— Start Data entries —
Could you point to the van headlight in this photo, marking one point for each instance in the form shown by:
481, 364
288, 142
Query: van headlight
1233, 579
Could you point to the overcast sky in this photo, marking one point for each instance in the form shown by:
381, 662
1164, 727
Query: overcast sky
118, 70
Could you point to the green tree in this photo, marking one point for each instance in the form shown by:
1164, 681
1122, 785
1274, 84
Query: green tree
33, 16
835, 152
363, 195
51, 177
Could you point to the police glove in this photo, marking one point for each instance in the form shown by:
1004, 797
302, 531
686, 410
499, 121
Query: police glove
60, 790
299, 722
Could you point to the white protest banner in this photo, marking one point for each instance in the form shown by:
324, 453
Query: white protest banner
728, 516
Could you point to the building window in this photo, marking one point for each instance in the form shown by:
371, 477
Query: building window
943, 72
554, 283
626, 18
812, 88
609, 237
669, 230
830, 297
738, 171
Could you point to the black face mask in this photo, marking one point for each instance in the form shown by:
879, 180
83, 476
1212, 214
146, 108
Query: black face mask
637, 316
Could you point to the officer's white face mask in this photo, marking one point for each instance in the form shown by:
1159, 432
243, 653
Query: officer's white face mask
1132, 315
— End Data entries —
### Task requirements:
Go through the listing and print each line exactly as it appears.

### Response below:
Could you point to the van headlight in this photo, marking one point for each instance in the form shown by:
481, 364
288, 142
Query: van headlight
1233, 579
Could you point to the overcast sky in this photo, marking one point for each instance in the form shown by:
381, 662
1164, 727
Query: overcast sky
118, 70
Could you point to the green tree in this photo, marking one point for each instance in the form shown by:
1164, 681
1122, 785
1274, 84
Query: green tree
33, 16
835, 152
363, 195
51, 177
Could you point to the police glove in this photo, marking one point for each instance in the form shown by:
1004, 797
302, 531
686, 410
499, 121
Query: police glove
60, 790
299, 722
Could you point to the white protest banner in this photo, marking one point for each instance in the form shown by:
324, 453
Query: white protest banner
728, 516
Could you point to the building window in this photo, marking one point for each instance in the form shown by:
371, 477
Query: building window
943, 72
554, 283
626, 18
812, 88
609, 237
669, 230
830, 297
738, 171
Could you point to the black face mask in this photo, marking one point for each instance in the form shown by:
879, 180
83, 476
1212, 214
146, 108
Query: black face mask
637, 316
Could you point to the officer's white face mask in this photo, marking one point for each instance in the form shown by:
1159, 432
243, 653
Query: officer's white face mask
1132, 315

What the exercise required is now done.